Text block:
Design and construction
Ponds and lakes
What makes a pond a lake? I think it has to do with boats. If you can put a boat on the water then it has to be a lake, doesn’t it?
I always wanted to design a pond with a summer house, a pontoon and a punt like one at Oxford, with cushions to lie back on. Last year, we started to dig out one like this up near Horsham. At first, it was to be constructed with a butyl liner. This was going to come in one piece from Sweden. It would have weighed a ton and cost thousands of pounds. After we dug out the pond, it rained. And rained. And rained.
The pond filled up with water, the water held and it’s still there now – a year later. Nature is wonderful. We have now made the decision that the pond will hold water and have started to plant it up. I had a meeting with the aquatic company this week and I enjoyed seeing the guys in dry suits wade into the middle of the pond to check all the depths. We will need thousands of plants to fill up all the marginal edge and bog area, and then water lilies for the pond itself so it’s a very exciting project. I expect we’ll all be getting very wet at some stage! At least we don’t need to worry about watering them all in.

Data excerpts:
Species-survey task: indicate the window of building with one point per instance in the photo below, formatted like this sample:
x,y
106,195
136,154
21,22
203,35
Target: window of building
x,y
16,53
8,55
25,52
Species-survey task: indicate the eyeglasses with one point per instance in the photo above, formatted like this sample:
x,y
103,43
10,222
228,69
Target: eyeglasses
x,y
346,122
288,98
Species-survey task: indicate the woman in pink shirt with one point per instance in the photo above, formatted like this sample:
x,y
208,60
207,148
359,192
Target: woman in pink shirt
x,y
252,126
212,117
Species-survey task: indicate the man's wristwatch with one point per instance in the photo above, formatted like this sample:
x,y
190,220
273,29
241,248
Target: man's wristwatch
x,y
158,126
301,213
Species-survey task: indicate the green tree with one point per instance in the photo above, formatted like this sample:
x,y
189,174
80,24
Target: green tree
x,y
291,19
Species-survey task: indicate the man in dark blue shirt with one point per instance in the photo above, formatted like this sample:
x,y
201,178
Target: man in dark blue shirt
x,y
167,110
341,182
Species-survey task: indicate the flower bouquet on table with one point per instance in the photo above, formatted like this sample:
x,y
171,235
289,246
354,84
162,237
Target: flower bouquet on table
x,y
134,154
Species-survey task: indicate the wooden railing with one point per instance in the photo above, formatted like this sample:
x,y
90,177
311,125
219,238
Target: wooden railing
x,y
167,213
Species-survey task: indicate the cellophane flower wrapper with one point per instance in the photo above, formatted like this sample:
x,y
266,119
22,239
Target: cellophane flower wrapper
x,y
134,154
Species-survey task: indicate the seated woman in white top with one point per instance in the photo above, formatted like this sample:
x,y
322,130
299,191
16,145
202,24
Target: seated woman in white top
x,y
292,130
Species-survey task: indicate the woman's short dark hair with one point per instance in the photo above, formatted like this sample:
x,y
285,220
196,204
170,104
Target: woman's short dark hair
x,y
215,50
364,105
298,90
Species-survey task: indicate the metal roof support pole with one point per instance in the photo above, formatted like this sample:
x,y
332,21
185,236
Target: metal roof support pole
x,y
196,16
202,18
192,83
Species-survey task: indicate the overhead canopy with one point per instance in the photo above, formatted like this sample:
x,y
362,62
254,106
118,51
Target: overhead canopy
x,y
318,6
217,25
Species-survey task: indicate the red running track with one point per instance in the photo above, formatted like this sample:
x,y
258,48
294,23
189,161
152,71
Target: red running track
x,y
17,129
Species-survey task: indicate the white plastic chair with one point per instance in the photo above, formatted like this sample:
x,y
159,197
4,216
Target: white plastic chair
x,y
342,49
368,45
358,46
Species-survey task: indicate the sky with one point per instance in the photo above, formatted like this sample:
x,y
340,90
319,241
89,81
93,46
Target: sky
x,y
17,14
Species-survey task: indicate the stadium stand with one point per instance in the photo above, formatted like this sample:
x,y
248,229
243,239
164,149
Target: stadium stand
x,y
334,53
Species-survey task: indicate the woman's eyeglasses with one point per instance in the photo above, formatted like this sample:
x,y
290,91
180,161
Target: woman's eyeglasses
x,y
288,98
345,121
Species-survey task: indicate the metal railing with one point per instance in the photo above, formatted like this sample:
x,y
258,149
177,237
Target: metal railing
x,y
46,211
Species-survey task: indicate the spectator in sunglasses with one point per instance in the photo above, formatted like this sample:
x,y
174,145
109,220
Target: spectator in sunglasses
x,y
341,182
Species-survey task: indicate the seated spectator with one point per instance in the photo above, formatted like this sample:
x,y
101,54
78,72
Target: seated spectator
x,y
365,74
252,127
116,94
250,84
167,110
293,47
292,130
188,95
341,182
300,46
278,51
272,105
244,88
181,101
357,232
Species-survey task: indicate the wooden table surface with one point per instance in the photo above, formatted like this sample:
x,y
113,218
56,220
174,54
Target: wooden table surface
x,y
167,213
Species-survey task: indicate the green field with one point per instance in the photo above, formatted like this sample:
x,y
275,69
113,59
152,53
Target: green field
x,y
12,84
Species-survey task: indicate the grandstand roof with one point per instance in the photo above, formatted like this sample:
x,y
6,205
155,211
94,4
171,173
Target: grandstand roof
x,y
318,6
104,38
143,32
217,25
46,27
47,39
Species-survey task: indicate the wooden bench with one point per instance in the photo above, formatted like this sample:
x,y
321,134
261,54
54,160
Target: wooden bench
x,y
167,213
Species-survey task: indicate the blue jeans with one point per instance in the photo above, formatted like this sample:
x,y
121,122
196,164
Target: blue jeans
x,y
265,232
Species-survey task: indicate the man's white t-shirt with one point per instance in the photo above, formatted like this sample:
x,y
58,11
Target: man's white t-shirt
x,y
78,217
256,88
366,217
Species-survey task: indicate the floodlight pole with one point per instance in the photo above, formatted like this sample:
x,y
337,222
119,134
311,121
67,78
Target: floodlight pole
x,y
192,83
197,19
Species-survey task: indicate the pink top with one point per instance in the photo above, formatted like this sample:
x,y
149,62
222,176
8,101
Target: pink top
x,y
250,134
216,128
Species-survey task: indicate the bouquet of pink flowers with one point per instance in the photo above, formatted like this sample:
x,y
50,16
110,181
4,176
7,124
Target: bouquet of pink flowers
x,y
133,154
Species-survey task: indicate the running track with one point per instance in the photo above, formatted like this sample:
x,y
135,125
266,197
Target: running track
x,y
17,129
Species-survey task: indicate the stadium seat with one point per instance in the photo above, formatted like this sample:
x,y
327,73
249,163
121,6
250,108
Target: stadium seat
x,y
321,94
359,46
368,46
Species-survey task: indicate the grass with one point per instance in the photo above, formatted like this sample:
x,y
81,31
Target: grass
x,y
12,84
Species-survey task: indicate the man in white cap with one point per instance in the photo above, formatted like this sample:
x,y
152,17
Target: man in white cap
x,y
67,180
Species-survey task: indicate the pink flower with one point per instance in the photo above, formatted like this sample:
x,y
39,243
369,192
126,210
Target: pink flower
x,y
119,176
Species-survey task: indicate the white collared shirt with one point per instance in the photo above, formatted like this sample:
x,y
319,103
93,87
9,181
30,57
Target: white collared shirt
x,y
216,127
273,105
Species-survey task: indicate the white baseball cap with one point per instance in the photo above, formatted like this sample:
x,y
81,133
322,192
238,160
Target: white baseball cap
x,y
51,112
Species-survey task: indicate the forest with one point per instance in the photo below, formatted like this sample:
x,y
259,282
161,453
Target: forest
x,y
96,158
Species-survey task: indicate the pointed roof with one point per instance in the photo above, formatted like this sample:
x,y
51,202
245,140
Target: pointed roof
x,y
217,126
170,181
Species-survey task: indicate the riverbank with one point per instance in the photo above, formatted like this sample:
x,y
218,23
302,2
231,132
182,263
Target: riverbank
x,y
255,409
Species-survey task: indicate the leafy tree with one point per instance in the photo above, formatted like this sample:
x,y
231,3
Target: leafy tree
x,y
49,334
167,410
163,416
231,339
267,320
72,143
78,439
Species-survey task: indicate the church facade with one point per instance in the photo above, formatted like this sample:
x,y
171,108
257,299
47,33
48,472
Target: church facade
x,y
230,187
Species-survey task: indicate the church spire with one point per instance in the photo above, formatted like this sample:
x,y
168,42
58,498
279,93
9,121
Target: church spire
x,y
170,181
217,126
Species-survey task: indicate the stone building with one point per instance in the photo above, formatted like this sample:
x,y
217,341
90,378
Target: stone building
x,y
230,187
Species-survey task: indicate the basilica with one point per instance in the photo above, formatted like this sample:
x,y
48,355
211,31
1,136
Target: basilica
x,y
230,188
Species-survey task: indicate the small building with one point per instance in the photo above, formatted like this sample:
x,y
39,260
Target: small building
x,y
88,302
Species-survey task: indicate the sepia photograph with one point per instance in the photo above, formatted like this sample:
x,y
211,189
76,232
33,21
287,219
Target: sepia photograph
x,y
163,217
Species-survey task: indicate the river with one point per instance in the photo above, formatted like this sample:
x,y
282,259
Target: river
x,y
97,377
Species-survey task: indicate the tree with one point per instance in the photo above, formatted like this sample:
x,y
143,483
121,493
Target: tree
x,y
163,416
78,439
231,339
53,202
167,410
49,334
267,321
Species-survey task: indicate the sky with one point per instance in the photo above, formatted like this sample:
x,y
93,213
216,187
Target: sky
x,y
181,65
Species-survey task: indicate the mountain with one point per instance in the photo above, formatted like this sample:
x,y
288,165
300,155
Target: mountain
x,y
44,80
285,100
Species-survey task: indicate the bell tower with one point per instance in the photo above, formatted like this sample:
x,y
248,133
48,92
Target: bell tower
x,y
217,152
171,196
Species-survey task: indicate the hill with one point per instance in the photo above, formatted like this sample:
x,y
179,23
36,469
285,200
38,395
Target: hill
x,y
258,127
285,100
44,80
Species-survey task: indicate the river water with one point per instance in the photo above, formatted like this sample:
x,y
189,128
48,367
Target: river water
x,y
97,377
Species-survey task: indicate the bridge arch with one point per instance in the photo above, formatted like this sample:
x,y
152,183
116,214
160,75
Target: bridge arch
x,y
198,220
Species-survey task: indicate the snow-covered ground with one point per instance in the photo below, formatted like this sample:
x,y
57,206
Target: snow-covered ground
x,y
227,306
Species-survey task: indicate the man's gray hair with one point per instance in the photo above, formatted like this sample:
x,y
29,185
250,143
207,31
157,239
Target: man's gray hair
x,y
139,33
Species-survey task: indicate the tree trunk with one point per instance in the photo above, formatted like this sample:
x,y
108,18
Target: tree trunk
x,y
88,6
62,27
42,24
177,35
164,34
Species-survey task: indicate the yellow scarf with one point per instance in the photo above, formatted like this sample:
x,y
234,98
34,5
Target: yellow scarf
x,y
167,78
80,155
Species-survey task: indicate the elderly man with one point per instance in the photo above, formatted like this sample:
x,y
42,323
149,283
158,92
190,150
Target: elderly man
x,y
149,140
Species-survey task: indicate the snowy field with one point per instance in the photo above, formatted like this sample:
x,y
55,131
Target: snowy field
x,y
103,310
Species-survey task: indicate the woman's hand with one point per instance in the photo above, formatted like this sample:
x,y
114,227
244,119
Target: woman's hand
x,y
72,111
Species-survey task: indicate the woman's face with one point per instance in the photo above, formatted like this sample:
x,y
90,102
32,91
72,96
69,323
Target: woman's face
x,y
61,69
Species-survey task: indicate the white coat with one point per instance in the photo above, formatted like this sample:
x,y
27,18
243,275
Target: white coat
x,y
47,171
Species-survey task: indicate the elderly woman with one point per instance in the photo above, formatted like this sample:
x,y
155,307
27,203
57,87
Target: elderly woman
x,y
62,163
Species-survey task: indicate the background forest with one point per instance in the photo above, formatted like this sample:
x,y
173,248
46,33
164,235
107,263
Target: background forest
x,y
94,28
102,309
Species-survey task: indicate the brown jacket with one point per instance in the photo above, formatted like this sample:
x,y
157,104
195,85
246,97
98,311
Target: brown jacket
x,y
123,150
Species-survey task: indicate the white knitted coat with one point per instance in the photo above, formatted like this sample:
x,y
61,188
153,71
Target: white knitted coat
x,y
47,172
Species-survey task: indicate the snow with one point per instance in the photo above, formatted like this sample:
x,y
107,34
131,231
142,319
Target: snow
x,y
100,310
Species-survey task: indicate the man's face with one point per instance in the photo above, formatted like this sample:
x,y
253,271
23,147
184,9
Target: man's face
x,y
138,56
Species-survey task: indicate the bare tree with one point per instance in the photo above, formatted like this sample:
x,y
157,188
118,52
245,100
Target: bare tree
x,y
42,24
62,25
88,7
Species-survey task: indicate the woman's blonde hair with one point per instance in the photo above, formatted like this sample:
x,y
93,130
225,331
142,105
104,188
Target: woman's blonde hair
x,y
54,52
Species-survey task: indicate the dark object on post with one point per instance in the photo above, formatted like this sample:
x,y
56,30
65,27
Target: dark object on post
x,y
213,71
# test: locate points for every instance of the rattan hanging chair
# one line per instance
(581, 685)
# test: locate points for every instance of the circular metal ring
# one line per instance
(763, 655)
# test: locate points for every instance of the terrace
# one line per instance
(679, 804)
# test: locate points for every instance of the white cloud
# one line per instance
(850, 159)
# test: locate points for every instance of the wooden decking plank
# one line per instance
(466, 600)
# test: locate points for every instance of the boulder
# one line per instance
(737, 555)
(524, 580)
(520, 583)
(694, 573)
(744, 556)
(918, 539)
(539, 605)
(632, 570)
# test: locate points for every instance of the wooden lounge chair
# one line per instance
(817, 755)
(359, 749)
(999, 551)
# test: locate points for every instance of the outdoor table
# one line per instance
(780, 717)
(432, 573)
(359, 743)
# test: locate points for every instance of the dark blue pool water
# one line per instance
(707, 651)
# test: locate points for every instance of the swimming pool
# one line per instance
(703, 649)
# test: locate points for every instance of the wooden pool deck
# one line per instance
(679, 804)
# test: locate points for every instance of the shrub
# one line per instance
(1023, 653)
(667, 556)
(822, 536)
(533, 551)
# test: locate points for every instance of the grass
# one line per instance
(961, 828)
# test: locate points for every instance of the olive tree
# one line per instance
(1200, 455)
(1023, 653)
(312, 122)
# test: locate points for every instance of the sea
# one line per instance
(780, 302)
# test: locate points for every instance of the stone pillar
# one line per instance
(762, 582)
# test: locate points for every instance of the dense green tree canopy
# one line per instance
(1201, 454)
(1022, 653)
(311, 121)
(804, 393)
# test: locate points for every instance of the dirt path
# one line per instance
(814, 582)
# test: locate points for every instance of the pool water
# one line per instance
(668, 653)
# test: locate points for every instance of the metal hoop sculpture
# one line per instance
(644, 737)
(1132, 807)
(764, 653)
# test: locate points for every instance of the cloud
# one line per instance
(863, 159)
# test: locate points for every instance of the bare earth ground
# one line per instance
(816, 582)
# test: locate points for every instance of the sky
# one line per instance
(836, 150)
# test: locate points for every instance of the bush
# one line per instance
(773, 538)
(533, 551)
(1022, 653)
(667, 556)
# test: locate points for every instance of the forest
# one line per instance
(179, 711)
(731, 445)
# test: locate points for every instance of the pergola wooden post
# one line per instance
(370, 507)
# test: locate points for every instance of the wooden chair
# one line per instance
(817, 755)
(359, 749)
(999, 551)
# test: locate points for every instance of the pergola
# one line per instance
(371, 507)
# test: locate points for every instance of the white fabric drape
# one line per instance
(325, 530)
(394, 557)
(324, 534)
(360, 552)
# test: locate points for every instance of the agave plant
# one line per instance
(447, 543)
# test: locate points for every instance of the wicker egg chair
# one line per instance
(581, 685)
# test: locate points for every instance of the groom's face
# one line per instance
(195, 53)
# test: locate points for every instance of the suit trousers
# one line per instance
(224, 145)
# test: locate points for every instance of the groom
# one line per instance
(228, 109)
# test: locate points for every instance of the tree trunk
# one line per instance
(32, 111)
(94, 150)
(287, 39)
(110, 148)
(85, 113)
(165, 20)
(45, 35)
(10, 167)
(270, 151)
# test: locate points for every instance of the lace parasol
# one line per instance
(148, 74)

Set problem: Duplicate the passage of the text on ponds and lakes from "Design and construction" to "rained. And rained.".

Response to this exercise:
Design and construction
Ponds and lakes
What makes a pond a lake? I think it has to do with boats. If you can put a boat on the water then it has to be a lake, doesn’t it?
I always wanted to design a pond with a summer house, a pontoon and a punt like one at Oxford, with cushions to lie back on. Last year, we started to dig out one like this up near Horsham. At first, it was to be constructed with a butyl liner. This was going to come in one piece from Sweden. It would have weighed a ton and cost thousands of pounds. After we dug out the pond, it rained. And rained. And rained.